== Segment start ==
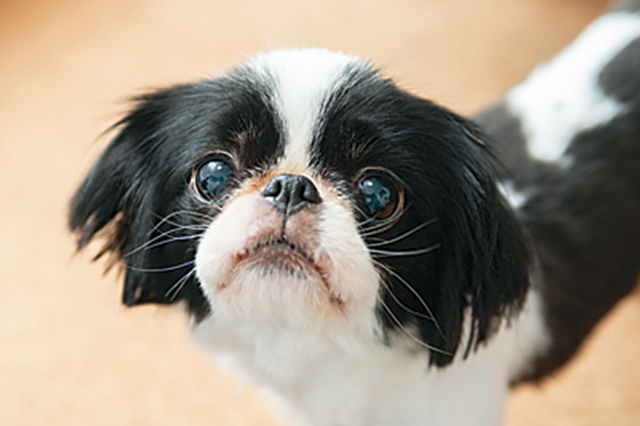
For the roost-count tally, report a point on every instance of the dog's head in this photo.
(304, 189)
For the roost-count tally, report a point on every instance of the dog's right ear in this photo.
(130, 199)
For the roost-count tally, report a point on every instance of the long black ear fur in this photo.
(127, 198)
(483, 263)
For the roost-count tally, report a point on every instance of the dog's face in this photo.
(303, 190)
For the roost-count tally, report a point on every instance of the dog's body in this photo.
(350, 247)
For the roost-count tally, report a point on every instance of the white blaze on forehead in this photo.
(303, 81)
(563, 98)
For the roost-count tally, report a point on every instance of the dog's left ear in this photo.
(130, 198)
(478, 277)
(489, 254)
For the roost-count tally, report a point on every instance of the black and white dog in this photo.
(369, 256)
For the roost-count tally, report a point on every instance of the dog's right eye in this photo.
(212, 177)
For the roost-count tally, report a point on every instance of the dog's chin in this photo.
(277, 283)
(255, 269)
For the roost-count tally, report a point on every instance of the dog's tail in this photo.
(568, 139)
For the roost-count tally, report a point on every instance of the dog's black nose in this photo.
(290, 193)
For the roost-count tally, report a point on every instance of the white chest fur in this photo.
(318, 380)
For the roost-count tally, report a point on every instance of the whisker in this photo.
(388, 253)
(406, 234)
(171, 240)
(167, 269)
(410, 335)
(167, 219)
(431, 316)
(162, 235)
(173, 291)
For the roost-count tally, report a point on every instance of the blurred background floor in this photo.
(69, 353)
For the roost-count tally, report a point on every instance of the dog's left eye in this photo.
(212, 177)
(379, 194)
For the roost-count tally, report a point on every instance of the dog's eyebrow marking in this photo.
(302, 80)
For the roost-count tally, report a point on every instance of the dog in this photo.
(367, 256)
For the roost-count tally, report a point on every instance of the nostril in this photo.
(290, 193)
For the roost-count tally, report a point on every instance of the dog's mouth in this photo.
(278, 256)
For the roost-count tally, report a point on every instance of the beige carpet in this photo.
(69, 353)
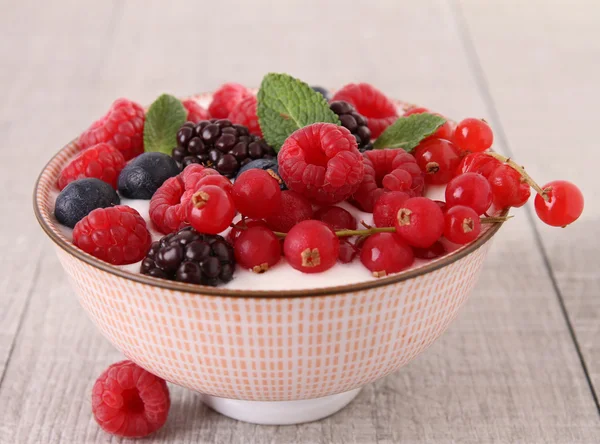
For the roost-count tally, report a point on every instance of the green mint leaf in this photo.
(163, 119)
(286, 104)
(407, 132)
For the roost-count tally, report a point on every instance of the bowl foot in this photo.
(280, 412)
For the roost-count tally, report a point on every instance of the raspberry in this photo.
(388, 170)
(294, 209)
(129, 401)
(321, 161)
(101, 161)
(188, 256)
(122, 127)
(226, 98)
(244, 113)
(196, 112)
(117, 235)
(371, 103)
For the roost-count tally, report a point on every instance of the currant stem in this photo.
(526, 177)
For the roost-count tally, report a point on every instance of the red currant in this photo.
(210, 209)
(386, 208)
(311, 247)
(469, 189)
(420, 222)
(257, 249)
(336, 217)
(438, 159)
(473, 135)
(508, 189)
(564, 205)
(256, 194)
(386, 253)
(461, 225)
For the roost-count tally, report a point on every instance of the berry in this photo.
(386, 253)
(117, 235)
(101, 161)
(438, 159)
(473, 135)
(81, 197)
(226, 98)
(256, 194)
(220, 145)
(322, 162)
(196, 112)
(508, 189)
(210, 209)
(191, 257)
(564, 205)
(145, 174)
(353, 122)
(461, 224)
(257, 249)
(420, 222)
(269, 165)
(294, 208)
(244, 113)
(311, 247)
(388, 170)
(129, 401)
(371, 103)
(471, 190)
(336, 217)
(386, 208)
(122, 127)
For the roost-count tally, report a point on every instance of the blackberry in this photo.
(354, 122)
(191, 257)
(219, 144)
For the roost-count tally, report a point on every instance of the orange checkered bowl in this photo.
(271, 357)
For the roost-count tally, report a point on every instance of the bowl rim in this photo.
(139, 278)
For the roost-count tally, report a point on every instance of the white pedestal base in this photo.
(281, 412)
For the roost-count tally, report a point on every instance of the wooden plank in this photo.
(543, 77)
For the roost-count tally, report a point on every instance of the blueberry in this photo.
(145, 174)
(323, 91)
(80, 197)
(265, 164)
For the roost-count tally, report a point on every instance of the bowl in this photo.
(263, 356)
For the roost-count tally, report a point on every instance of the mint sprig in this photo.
(286, 104)
(163, 119)
(408, 132)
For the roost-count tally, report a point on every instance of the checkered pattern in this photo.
(266, 349)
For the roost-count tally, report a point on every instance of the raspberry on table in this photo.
(117, 235)
(226, 98)
(102, 161)
(322, 162)
(196, 112)
(371, 103)
(244, 113)
(122, 127)
(129, 401)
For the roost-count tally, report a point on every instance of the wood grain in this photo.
(507, 370)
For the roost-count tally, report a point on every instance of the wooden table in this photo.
(521, 363)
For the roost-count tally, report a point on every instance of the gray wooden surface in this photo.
(522, 361)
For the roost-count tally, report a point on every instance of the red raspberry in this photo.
(196, 112)
(388, 170)
(101, 161)
(117, 235)
(244, 113)
(371, 103)
(121, 127)
(226, 98)
(130, 401)
(322, 162)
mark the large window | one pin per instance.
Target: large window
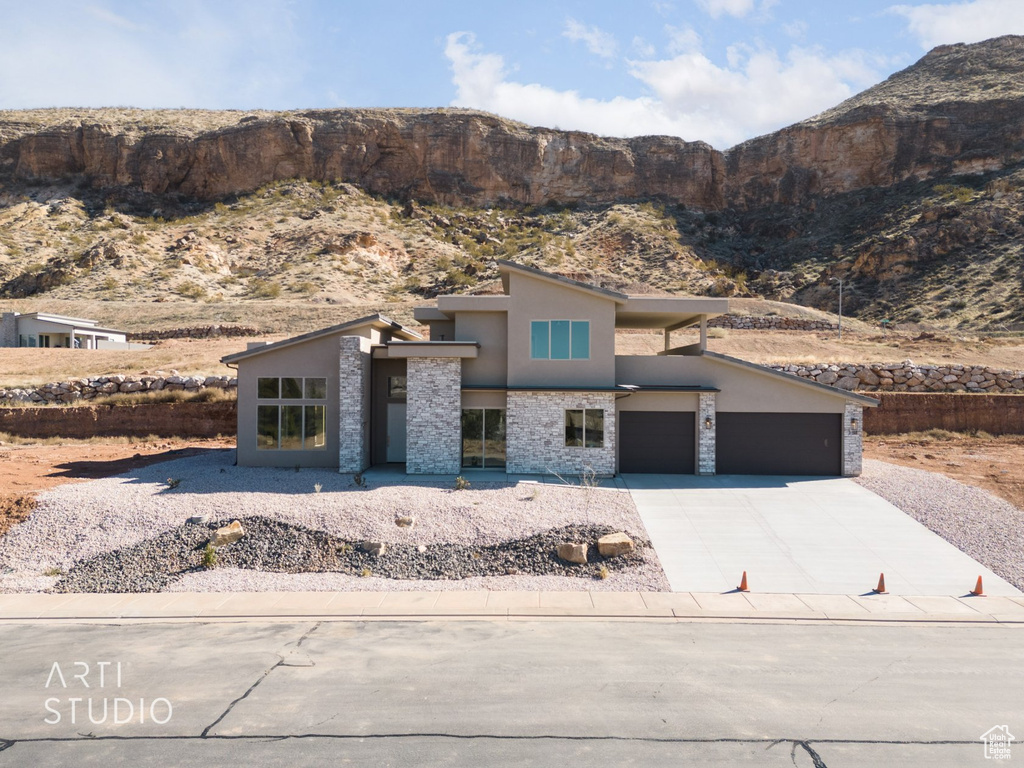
(291, 426)
(483, 437)
(559, 340)
(585, 428)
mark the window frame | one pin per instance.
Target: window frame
(583, 441)
(573, 327)
(306, 411)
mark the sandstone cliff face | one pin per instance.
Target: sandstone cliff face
(434, 156)
(960, 110)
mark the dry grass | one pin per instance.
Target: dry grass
(6, 438)
(13, 509)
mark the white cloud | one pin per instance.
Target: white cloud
(597, 41)
(796, 29)
(682, 40)
(737, 8)
(689, 95)
(963, 23)
(642, 48)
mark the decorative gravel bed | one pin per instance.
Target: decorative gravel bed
(130, 534)
(279, 547)
(984, 526)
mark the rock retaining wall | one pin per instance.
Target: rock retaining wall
(161, 419)
(769, 323)
(85, 389)
(907, 377)
(909, 412)
(196, 332)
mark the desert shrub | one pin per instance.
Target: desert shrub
(264, 289)
(190, 290)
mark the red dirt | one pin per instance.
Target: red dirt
(995, 464)
(26, 469)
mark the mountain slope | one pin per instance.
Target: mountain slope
(912, 193)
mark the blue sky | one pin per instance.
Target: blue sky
(720, 71)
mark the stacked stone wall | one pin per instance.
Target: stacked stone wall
(908, 377)
(353, 409)
(769, 323)
(433, 443)
(536, 433)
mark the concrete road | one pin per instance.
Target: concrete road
(797, 535)
(472, 693)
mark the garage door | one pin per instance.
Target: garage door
(655, 441)
(779, 443)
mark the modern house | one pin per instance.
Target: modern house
(44, 330)
(529, 382)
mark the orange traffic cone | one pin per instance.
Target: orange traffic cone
(881, 589)
(978, 591)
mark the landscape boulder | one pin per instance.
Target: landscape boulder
(571, 552)
(227, 534)
(614, 545)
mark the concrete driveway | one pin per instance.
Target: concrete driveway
(796, 535)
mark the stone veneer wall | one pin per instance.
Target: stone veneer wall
(433, 443)
(853, 442)
(707, 458)
(353, 407)
(536, 433)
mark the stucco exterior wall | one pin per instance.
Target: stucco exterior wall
(741, 390)
(317, 357)
(534, 299)
(8, 330)
(434, 416)
(491, 330)
(536, 433)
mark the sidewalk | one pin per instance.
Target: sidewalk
(463, 605)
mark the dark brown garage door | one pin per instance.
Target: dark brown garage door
(779, 443)
(655, 441)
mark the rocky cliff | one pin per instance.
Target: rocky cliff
(911, 193)
(958, 110)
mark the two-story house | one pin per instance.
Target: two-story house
(529, 382)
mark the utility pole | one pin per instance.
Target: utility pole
(840, 281)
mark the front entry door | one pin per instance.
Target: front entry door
(396, 432)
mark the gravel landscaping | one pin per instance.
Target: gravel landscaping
(982, 525)
(130, 534)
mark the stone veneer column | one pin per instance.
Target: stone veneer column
(433, 441)
(853, 442)
(536, 433)
(706, 436)
(353, 403)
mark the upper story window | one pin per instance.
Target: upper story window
(559, 340)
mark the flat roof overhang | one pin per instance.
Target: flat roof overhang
(667, 313)
(406, 349)
(623, 388)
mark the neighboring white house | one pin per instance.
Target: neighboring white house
(44, 330)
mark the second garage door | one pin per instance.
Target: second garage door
(655, 441)
(779, 443)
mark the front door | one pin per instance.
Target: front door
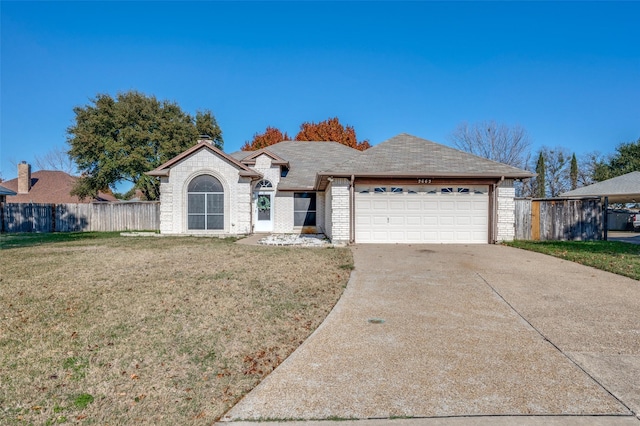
(263, 212)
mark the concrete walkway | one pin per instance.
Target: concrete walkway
(453, 334)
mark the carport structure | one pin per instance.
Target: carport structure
(620, 189)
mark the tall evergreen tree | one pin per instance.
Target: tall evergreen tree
(573, 172)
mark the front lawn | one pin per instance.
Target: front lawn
(103, 329)
(613, 256)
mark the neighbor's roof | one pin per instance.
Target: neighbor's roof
(405, 155)
(6, 191)
(621, 189)
(50, 186)
(164, 169)
(306, 159)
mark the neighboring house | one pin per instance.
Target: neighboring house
(403, 190)
(46, 186)
(620, 189)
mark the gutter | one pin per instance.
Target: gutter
(352, 209)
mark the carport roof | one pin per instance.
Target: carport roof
(620, 189)
(407, 155)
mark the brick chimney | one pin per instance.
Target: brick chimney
(24, 178)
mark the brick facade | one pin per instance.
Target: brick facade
(173, 195)
(340, 217)
(505, 211)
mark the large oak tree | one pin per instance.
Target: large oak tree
(119, 139)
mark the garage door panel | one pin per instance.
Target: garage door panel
(421, 217)
(446, 220)
(447, 205)
(464, 220)
(431, 205)
(414, 221)
(379, 220)
(430, 220)
(396, 220)
(480, 221)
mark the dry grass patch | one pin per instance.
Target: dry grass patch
(152, 330)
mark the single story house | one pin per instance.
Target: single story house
(403, 190)
(620, 189)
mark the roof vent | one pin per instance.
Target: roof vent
(205, 138)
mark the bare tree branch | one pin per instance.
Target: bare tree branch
(56, 159)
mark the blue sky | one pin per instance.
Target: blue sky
(567, 72)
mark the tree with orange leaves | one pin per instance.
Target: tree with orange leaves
(329, 130)
(261, 140)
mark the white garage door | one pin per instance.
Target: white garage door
(422, 214)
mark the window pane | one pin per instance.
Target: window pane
(205, 183)
(304, 201)
(196, 203)
(264, 207)
(196, 221)
(215, 203)
(304, 219)
(215, 221)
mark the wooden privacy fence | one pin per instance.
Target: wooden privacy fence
(29, 217)
(559, 219)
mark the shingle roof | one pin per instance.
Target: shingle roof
(50, 186)
(407, 155)
(621, 189)
(306, 159)
(163, 169)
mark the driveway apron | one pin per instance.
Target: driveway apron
(454, 330)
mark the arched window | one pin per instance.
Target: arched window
(264, 185)
(205, 203)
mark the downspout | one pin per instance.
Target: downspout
(352, 209)
(494, 212)
(606, 219)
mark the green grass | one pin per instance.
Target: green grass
(96, 328)
(8, 241)
(612, 256)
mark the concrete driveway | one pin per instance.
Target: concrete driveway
(444, 332)
(625, 237)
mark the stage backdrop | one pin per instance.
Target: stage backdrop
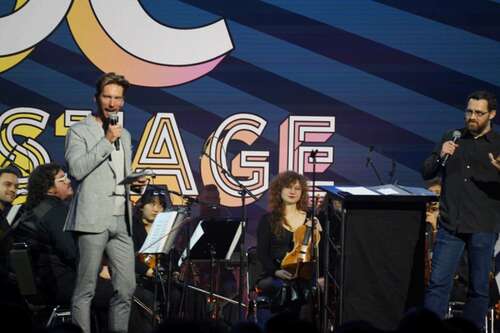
(258, 85)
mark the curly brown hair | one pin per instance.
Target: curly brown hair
(39, 182)
(276, 204)
(111, 78)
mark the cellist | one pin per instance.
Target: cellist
(288, 212)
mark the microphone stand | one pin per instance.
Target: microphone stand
(369, 162)
(244, 191)
(314, 248)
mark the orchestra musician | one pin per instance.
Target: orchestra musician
(275, 238)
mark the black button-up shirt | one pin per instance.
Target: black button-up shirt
(470, 195)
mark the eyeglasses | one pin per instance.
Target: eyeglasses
(62, 179)
(476, 113)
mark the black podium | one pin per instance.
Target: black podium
(375, 253)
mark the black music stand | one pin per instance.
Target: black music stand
(213, 240)
(377, 250)
(220, 235)
(160, 241)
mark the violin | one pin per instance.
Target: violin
(298, 260)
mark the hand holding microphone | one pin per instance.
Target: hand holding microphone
== Segment end ==
When a line in the records holds the string "holding", copy that line.

▸ Result of this exercise:
mark the hand holding microphone | one pin per instance.
Target: hand holding microphone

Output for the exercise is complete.